═══ DATA LISTING

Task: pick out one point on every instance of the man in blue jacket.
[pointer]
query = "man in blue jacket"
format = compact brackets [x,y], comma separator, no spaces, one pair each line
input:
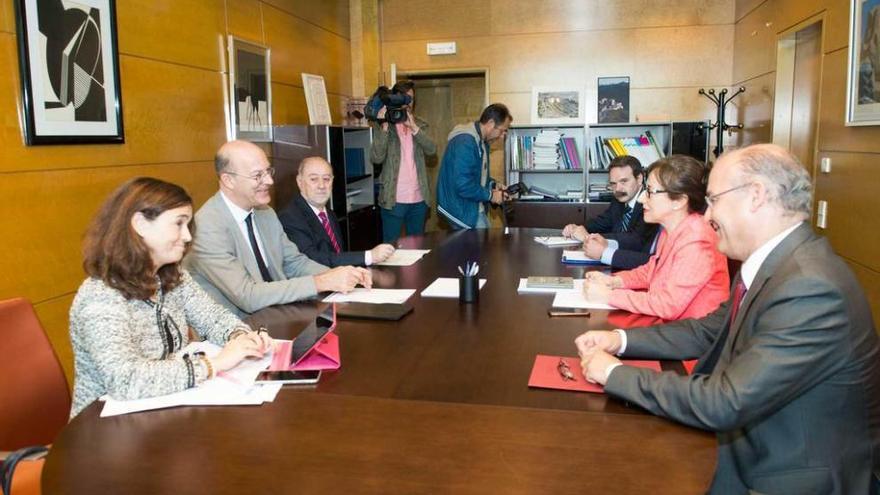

══════

◆ **DIRECTIONS FOR THIS TASK**: Write out every line of the records above as a numbered list, skipping blank lines and leaving out the pictures.

◆ **THE REPLY**:
1. Task: pick out one point on every instance of the man in blue jacket.
2. [pointer]
3. query = "man in blue jacket"
4. format = compact brackets [x,y], comma separator, no spaces, one pair each line
5. input:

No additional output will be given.